WHAT THIS EXERCISE ASKS =>
A. From the JMI mapping passage, list every kind of object management that the basic accessor is said to be used for.
B. Rewrite everything from "Figure 6 shows" down to "also see [17]." in the JMI mapping passage, substituting "derived class" for "subclass".

PASSAGE GIVEN =>

The root package has to be initialized only once. Based on the provided manager, the root package creates a basic accessor which is used for all object management (get, create, modify). The root package serves as factory for retrieving model-specific packages which are retrieved by refPackage(). All objects managed by the JMI package (class-level and instance-level objects) delegate to the basic accessor of the root package. This allows a consistent unit of work policy even if multiple accessors delegate to the same manager. As shown in the figure each instance-level JMI object wraps a RefObject which is managed by the basic accessor. Generic objects retrieved from the generic accessor are marshalled (by the root package) to JMI objects, JMI objects forwarded to the generic accessor are marshalled to generic objects. Units of work and transactions are controlled by the manager.

3.6 JMI Mapping – Class

Figure 6 shows the mapping of a UML class to a JMI class-level Java class. The class-level class contains various create() operations for instance-level objects. In addition to the standard JMI mapping openMDX supports extend() operations which allow to extend an object of a superclass to an instance of its subclass. This allows to preserve object identity. However all required attributes to perform the extension must be supplied. For a detailed description of the mapping also see [17].

GIVEN DATA =>
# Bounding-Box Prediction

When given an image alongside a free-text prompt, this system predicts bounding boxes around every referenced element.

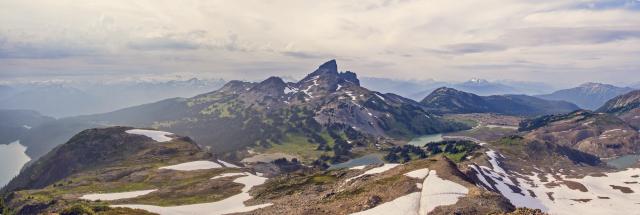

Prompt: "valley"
[0,61,640,215]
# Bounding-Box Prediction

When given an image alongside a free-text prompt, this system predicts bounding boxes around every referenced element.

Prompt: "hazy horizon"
[0,0,640,87]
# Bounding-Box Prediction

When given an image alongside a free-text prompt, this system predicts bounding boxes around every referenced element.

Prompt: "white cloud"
[0,0,640,84]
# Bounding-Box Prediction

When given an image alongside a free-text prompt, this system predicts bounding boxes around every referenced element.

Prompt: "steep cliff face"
[2,127,209,192]
[520,111,640,158]
[597,90,640,129]
[420,87,579,116]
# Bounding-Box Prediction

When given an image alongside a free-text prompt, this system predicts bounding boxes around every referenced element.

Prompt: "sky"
[0,0,640,85]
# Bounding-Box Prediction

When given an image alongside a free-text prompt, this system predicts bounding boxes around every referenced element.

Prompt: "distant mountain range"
[0,109,54,144]
[537,83,633,110]
[361,77,553,100]
[17,61,468,159]
[0,78,224,117]
[597,90,640,129]
[420,87,579,116]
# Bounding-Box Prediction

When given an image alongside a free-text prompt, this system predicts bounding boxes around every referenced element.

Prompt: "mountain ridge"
[420,87,579,116]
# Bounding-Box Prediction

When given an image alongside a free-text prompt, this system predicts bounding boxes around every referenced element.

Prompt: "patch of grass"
[311,175,336,184]
[443,152,467,163]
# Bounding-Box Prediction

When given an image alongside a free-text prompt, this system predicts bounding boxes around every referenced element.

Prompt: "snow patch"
[349,166,367,170]
[218,160,240,168]
[125,129,173,142]
[420,170,469,215]
[111,174,272,215]
[404,168,429,179]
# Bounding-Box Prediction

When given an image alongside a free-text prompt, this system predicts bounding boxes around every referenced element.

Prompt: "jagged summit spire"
[318,59,338,72]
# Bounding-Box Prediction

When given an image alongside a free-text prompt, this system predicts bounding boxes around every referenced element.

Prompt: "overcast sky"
[0,0,640,85]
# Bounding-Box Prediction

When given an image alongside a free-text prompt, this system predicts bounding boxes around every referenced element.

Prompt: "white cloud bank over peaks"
[0,0,640,84]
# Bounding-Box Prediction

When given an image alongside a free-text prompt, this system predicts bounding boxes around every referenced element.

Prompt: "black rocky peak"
[296,60,360,93]
[338,71,360,86]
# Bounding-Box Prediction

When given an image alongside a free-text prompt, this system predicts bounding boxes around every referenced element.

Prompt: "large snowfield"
[125,129,173,142]
[112,173,271,215]
[471,151,640,215]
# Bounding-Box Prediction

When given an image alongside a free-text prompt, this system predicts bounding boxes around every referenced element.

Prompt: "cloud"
[0,41,100,59]
[0,0,640,84]
[127,37,202,51]
[426,43,507,54]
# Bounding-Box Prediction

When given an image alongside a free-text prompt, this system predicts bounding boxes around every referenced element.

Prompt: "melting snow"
[211,172,247,180]
[160,161,222,171]
[470,149,640,215]
[420,170,469,215]
[112,174,271,215]
[354,169,469,215]
[80,189,158,201]
[404,168,429,179]
[218,160,240,168]
[349,166,367,170]
[125,129,173,142]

TASK SOLUTIONS =>
A.
- get
- create
- modify

B.
Figure 6 shows the mapping of a UML class to a JMI class-level Java class. The class-level class contains various create() operations for instance-level objects. In addition to the standard JMI mapping openMDX supports extend() operations which allow to extend an object of a superclass to an instance of its derived class. This allows to preserve object identity. However all required attributes to perform the extension must be supplied. For a detailed description of the mapping also see [17].